WORK INSTRUCTIONS
The response must contain all of the entries, each one repeated exactly.

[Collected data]
--- START ---
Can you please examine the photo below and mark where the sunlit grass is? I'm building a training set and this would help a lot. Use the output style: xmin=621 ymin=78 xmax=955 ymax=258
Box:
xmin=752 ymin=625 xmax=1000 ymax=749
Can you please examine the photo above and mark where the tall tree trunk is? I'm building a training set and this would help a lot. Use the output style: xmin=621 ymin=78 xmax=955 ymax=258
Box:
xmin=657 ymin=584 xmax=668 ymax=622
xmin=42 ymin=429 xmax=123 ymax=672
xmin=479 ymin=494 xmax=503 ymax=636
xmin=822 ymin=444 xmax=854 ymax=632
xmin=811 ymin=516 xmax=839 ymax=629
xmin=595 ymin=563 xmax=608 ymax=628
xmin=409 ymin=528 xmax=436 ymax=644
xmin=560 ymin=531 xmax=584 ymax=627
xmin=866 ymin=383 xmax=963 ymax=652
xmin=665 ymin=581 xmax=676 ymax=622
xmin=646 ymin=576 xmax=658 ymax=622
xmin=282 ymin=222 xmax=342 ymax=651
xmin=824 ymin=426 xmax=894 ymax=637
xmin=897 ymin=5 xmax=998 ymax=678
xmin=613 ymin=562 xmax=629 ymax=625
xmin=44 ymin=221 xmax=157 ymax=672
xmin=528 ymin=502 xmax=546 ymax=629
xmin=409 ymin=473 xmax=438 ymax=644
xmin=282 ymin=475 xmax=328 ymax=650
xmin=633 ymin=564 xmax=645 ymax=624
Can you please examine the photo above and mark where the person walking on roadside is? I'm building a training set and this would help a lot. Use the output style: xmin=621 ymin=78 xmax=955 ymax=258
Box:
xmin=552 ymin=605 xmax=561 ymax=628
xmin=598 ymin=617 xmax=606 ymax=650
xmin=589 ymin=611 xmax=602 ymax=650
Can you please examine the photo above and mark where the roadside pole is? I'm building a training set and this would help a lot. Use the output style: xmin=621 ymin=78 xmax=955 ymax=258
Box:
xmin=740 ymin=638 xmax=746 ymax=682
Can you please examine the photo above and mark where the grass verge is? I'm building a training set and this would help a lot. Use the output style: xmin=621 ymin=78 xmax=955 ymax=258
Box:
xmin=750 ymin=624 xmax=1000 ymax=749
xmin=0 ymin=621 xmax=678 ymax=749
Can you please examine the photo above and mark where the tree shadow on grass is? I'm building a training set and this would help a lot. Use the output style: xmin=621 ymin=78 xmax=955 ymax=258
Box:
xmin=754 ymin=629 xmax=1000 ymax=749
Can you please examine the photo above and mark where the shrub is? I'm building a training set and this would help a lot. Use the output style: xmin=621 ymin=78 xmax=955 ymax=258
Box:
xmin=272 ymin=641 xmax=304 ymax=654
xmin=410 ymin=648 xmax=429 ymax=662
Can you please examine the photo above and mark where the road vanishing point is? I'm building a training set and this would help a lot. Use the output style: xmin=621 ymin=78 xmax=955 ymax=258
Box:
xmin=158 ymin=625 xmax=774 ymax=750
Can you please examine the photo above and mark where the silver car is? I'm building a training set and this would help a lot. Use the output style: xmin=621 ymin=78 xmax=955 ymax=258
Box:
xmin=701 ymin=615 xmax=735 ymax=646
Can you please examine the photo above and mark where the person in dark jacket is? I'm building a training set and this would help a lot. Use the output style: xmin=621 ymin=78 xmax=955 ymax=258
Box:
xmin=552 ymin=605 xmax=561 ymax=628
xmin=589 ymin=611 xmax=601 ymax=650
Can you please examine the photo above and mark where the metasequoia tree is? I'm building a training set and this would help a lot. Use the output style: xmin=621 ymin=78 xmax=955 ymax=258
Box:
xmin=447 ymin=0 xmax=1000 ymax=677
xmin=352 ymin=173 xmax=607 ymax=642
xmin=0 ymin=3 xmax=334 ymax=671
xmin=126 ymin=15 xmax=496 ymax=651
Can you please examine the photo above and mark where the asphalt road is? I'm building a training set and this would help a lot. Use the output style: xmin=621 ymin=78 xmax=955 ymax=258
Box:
--- END ---
ANSWER TO THIS EXERCISE
Can you please examine the photo below and mark where the sunlit grass is? I'm building a training set and this would help a lot. Use the output style: xmin=621 ymin=78 xmax=955 ymax=258
Box:
xmin=752 ymin=625 xmax=1000 ymax=749
Can you please examine the photo above and mark where the tall tree trunk is? I'm building a training set and this would help a lot. Use the output style: xmin=621 ymin=78 xmax=955 ymax=258
Box:
xmin=657 ymin=584 xmax=668 ymax=622
xmin=42 ymin=429 xmax=123 ymax=672
xmin=479 ymin=494 xmax=503 ymax=636
xmin=822 ymin=444 xmax=854 ymax=632
xmin=811 ymin=516 xmax=839 ymax=629
xmin=595 ymin=563 xmax=608 ymax=628
xmin=409 ymin=528 xmax=436 ymax=644
xmin=560 ymin=531 xmax=584 ymax=627
xmin=866 ymin=383 xmax=963 ymax=652
xmin=665 ymin=581 xmax=676 ymax=622
xmin=646 ymin=576 xmax=658 ymax=622
xmin=282 ymin=222 xmax=342 ymax=651
xmin=824 ymin=426 xmax=894 ymax=637
xmin=897 ymin=5 xmax=998 ymax=678
xmin=613 ymin=562 xmax=629 ymax=625
xmin=44 ymin=221 xmax=157 ymax=672
xmin=528 ymin=502 xmax=546 ymax=629
xmin=409 ymin=473 xmax=438 ymax=644
xmin=282 ymin=475 xmax=328 ymax=650
xmin=633 ymin=564 xmax=645 ymax=624
Can you please examine the photo above and mark where the person walking on roadside is? I'm building a training set and this would help a lot. Use the output style: xmin=621 ymin=78 xmax=955 ymax=258
Box:
xmin=552 ymin=605 xmax=561 ymax=628
xmin=598 ymin=617 xmax=606 ymax=650
xmin=589 ymin=611 xmax=602 ymax=650
Can you please examine the photo above and mark where the roadside pole is? I'm building a training set and this would help a lot. Use the output style: xmin=621 ymin=78 xmax=955 ymax=258
Box:
xmin=740 ymin=638 xmax=746 ymax=682
Can you please examine the photo above and mark where the grass verge is? I'm building a training set and this would help a lot. Use the output style: xmin=621 ymin=78 xmax=955 ymax=258
Box:
xmin=750 ymin=624 xmax=1000 ymax=749
xmin=0 ymin=621 xmax=678 ymax=749
Can you please examine the photo above and mark where the tree shadow on grass is? I'm building a training set and this would help a lot. Use the output style: xmin=621 ymin=78 xmax=955 ymax=258
Box:
xmin=754 ymin=629 xmax=1000 ymax=749
Can you please examine the photo above and mark where the shrub is? I'm building a training set and this would help a lot. Use the output style: xmin=621 ymin=78 xmax=955 ymax=258
Box:
xmin=272 ymin=641 xmax=304 ymax=654
xmin=410 ymin=648 xmax=429 ymax=662
Can you please examine the photo above and mark where the road vanishing point is? I'm building a training set and this would help a lot. Use the output style: xmin=621 ymin=78 xmax=955 ymax=258
Box:
xmin=158 ymin=625 xmax=774 ymax=750
Can you please examine the photo above and mark where the silver car is? I'm building a training set and this would help a lot. Use the output style: xmin=621 ymin=78 xmax=955 ymax=258
Box:
xmin=701 ymin=615 xmax=735 ymax=646
Can you please examine the photo above and mark where the person in dark jacket is? I'm building a training set and this would help a lot. Use the output style: xmin=621 ymin=78 xmax=955 ymax=258
Box:
xmin=552 ymin=605 xmax=561 ymax=628
xmin=589 ymin=611 xmax=601 ymax=650
Can you please examine the photo above and mark where the metasequoia tree is? I'm building a training set and this would help a lot. Use the output style: xmin=621 ymin=78 xmax=955 ymax=258
Box:
xmin=447 ymin=0 xmax=1000 ymax=677
xmin=352 ymin=173 xmax=607 ymax=642
xmin=0 ymin=3 xmax=334 ymax=671
xmin=126 ymin=15 xmax=496 ymax=651
Can you please examine the photo above and mark where the asphalt road is? I'm building a training set and this would help a lot. Use the output style: xmin=621 ymin=78 xmax=955 ymax=258
Box:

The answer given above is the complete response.